◆ Work to do
Copy out the lines between the one holding "like [(55, 118)]." and the one holding "[(317, 171)]", inclusive, swapping "goat hoof" for "sheep hoof" and leaving everything else the same. Return only those lines.

====

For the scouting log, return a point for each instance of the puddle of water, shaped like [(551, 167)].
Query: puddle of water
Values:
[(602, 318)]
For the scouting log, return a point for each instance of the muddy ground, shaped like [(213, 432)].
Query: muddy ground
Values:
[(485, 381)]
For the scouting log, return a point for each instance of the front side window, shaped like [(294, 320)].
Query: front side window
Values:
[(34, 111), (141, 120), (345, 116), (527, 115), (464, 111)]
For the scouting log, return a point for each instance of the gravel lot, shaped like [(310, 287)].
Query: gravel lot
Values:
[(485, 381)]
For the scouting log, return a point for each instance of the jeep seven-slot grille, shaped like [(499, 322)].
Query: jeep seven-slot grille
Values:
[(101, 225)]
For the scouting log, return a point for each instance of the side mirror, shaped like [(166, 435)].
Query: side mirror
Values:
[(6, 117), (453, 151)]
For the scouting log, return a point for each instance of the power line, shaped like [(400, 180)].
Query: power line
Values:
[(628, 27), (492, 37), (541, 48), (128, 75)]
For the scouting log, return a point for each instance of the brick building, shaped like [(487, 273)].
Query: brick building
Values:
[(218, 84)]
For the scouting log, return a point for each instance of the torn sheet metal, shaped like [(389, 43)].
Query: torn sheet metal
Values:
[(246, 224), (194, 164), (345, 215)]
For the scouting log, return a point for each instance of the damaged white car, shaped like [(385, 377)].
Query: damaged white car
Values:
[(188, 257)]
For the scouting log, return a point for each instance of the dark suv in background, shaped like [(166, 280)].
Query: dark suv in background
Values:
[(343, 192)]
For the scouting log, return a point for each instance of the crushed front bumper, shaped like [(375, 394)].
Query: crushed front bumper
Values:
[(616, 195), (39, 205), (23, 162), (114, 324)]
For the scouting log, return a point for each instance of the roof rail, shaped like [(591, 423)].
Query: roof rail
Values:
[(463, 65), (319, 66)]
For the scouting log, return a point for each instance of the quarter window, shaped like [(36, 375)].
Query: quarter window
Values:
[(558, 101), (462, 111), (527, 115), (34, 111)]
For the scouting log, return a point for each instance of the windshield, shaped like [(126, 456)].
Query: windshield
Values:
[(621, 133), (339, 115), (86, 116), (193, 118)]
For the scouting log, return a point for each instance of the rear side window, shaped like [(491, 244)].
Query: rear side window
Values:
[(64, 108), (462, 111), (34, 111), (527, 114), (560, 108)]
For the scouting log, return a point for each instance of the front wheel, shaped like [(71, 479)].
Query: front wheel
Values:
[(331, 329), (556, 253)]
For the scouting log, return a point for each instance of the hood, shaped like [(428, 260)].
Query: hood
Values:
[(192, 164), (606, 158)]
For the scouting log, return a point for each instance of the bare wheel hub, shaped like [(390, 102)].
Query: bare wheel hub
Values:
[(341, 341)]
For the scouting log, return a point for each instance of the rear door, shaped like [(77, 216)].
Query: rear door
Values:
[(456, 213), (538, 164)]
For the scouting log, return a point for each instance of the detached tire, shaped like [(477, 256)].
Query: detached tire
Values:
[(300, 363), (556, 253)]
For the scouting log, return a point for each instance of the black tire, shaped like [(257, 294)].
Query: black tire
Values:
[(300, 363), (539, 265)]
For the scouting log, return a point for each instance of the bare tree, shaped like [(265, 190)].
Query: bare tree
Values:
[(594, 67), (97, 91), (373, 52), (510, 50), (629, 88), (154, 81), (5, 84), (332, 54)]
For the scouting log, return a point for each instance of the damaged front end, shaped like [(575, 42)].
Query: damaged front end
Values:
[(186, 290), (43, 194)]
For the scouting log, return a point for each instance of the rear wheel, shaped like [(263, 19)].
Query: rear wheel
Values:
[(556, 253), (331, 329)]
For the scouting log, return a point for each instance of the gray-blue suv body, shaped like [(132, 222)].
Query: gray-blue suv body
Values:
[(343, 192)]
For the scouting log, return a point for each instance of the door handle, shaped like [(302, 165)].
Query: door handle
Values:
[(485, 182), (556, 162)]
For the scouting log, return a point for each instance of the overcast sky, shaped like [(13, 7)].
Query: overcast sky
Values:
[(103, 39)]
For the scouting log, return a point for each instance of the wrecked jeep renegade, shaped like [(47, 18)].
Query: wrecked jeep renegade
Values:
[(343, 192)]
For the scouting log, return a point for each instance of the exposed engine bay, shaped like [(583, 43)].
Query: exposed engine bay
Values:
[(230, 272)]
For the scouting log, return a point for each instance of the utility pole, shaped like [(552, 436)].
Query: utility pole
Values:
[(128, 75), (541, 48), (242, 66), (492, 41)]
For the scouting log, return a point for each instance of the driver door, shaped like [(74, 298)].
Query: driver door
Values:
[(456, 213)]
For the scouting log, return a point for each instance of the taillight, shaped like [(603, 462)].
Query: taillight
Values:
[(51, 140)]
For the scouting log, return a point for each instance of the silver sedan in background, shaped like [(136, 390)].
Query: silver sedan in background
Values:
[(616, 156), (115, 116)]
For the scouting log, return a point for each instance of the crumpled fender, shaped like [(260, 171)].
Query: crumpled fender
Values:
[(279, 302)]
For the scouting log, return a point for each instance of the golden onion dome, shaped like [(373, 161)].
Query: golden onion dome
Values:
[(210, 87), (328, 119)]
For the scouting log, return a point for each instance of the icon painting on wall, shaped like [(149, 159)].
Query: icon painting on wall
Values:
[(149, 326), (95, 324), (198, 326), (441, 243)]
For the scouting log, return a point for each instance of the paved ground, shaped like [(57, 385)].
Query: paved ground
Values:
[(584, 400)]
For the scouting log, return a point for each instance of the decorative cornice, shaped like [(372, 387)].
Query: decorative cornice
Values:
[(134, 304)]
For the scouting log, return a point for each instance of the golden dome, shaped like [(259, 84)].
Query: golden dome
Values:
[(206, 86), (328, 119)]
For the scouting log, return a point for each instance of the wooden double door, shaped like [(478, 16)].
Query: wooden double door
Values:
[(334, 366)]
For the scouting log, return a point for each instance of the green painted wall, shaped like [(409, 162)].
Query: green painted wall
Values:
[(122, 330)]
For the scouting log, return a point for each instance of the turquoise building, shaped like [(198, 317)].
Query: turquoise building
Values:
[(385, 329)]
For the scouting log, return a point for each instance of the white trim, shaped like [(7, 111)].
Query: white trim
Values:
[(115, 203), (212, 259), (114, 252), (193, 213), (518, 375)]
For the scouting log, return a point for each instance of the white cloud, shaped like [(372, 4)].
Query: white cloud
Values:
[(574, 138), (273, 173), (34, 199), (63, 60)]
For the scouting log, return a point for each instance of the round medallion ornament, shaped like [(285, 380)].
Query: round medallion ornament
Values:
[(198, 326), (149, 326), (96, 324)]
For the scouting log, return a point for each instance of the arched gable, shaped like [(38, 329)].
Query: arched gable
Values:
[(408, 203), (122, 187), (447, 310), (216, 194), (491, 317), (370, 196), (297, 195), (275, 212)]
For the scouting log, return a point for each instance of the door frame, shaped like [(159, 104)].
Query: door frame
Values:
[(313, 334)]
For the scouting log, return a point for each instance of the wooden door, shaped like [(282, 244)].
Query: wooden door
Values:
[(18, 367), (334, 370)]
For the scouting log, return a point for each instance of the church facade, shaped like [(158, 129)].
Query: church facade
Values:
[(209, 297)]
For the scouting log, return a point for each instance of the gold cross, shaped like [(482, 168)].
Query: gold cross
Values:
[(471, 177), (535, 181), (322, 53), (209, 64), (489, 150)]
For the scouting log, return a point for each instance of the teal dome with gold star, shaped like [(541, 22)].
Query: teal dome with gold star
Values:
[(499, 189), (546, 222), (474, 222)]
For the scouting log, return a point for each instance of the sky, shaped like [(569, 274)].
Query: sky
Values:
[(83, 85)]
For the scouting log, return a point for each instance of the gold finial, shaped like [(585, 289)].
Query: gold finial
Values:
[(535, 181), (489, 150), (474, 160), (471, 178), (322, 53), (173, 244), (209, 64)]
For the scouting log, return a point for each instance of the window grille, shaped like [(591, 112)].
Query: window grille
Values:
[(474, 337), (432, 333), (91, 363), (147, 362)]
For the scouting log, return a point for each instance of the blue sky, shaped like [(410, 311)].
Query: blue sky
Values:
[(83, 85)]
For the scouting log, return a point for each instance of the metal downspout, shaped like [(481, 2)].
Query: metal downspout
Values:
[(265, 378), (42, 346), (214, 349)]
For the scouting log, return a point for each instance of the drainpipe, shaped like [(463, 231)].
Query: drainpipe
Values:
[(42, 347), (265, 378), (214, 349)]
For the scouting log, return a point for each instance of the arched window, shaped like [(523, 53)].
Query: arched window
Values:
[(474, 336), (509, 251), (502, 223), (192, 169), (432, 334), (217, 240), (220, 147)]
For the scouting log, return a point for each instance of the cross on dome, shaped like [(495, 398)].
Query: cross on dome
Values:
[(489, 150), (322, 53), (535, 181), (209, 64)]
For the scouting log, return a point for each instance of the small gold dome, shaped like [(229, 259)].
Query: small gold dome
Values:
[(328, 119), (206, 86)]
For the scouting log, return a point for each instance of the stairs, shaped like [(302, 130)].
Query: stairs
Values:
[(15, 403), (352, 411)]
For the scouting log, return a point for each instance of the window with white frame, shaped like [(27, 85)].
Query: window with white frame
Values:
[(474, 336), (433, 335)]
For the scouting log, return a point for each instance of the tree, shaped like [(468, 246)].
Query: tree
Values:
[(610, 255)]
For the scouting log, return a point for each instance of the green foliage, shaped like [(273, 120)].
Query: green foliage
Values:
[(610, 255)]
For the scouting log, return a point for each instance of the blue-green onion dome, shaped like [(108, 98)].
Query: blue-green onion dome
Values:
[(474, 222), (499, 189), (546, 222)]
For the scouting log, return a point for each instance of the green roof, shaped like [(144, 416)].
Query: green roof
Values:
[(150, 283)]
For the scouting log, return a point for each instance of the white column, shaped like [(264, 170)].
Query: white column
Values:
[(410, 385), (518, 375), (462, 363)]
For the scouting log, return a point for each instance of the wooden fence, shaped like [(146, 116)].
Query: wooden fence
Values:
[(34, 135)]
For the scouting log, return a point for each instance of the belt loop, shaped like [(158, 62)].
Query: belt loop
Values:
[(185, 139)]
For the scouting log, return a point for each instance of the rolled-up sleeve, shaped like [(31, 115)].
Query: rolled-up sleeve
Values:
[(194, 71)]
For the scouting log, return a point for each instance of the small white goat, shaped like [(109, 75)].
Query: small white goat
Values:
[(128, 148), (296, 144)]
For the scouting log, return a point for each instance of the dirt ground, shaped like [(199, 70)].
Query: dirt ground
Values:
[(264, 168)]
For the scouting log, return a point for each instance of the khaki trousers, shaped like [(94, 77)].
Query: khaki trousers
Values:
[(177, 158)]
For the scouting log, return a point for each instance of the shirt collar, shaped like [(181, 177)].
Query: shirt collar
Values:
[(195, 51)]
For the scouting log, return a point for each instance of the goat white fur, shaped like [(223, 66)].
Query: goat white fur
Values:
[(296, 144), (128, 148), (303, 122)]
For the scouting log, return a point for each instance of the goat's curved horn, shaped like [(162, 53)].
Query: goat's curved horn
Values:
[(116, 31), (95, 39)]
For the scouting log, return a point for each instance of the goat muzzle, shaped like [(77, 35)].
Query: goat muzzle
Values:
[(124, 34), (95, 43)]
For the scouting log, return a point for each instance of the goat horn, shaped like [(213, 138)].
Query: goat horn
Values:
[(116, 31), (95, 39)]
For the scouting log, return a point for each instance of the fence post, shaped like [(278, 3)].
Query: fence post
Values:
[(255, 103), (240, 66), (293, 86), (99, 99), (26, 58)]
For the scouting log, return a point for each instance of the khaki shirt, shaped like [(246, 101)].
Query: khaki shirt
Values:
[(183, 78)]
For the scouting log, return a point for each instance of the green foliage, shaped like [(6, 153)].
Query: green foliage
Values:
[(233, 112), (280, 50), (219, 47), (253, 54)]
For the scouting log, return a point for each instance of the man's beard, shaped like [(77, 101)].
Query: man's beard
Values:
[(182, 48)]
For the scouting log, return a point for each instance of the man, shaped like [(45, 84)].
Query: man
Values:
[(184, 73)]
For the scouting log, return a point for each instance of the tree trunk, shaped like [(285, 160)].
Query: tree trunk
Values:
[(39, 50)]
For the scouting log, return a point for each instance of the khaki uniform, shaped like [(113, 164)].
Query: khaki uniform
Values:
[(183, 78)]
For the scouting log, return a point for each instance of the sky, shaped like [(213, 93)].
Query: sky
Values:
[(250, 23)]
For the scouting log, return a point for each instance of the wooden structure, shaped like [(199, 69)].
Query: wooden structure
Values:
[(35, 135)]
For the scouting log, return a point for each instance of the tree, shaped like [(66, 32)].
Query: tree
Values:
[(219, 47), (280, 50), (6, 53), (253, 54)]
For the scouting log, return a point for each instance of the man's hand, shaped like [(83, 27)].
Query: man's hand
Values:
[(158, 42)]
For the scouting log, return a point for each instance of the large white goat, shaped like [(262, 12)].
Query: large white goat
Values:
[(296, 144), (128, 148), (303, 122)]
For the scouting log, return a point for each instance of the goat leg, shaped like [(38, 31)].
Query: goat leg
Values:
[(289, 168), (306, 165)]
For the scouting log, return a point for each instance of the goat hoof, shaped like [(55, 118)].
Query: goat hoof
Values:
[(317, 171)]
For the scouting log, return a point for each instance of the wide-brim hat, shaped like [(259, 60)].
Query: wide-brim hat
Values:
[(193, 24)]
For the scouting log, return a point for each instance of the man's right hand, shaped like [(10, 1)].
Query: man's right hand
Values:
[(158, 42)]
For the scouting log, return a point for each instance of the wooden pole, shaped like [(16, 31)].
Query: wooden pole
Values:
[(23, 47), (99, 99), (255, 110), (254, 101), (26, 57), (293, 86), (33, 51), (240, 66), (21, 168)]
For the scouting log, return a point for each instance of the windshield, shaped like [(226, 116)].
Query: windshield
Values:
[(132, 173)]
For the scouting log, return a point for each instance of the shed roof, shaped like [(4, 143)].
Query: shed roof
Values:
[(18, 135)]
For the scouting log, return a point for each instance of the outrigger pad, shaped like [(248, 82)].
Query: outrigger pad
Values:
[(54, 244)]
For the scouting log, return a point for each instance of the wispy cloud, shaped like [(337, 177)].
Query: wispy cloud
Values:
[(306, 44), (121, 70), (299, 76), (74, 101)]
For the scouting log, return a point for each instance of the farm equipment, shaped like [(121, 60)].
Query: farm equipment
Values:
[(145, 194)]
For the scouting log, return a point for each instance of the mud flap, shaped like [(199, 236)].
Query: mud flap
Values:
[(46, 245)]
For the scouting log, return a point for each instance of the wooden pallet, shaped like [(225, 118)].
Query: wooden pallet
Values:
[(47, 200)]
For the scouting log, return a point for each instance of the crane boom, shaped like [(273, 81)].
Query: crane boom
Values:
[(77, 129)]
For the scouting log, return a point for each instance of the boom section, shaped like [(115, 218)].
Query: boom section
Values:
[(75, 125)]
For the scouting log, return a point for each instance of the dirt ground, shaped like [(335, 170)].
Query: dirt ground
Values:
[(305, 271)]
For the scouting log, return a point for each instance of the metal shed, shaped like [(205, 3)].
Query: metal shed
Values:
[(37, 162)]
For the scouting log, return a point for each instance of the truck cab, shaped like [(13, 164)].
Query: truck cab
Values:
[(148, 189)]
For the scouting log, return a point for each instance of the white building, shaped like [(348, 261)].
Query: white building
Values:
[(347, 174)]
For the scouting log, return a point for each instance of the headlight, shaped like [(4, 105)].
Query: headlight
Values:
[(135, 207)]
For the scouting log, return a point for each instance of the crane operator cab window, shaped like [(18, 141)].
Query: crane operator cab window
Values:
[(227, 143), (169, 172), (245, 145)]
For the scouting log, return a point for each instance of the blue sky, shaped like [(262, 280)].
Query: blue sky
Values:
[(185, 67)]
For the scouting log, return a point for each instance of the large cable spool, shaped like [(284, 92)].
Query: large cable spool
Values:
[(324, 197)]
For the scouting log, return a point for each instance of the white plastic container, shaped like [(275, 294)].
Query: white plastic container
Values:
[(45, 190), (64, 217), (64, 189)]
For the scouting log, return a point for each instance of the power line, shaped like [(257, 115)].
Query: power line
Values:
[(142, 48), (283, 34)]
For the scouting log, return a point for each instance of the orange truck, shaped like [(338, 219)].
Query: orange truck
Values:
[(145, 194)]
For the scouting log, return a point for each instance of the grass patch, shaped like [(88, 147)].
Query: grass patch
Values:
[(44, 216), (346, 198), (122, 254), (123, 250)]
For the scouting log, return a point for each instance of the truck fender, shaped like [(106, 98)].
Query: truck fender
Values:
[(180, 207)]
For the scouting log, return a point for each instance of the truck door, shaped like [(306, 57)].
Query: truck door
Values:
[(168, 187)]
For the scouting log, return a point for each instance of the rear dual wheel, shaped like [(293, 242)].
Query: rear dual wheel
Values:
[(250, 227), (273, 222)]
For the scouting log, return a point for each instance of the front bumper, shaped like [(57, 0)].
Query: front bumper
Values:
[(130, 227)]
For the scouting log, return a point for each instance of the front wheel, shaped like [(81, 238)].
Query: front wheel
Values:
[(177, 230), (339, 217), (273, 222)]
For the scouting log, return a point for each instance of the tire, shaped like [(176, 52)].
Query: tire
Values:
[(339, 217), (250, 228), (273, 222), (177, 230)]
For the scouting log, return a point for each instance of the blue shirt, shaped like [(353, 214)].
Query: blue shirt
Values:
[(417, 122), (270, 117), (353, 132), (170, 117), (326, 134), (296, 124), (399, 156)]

====

◆ Complete answer
For the scouting log, return a point for each instance of the sheep hoof, shaped like [(55, 118)].
Query: sheep hoof
Values:
[(317, 171)]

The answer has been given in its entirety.